Input Start Marker

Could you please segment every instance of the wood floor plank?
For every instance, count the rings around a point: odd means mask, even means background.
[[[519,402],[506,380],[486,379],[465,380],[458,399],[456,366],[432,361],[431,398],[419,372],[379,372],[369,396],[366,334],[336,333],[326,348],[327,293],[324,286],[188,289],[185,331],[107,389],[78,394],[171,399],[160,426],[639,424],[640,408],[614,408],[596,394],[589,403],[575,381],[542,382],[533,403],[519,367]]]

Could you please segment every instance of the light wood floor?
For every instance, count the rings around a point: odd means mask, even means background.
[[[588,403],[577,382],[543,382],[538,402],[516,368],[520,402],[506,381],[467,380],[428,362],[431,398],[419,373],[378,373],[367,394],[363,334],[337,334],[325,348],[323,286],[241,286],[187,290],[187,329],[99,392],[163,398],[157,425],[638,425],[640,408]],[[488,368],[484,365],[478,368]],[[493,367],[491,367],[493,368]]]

Input End Marker
Input Start Marker

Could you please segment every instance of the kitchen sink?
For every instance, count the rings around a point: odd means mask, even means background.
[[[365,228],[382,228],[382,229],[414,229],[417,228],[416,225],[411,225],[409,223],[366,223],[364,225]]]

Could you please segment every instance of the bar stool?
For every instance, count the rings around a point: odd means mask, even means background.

Input End Marker

■ What to produce ■
Check each line above for the string "Could" and copy the ones that have it.

■ Answer for the task ■
Could you please segment every instance of the wood floor plank?
Could you please segment every instance of the light wood floor?
Could you please segment every instance of the kitchen sink?
Could you please segment every instance of the bar stool?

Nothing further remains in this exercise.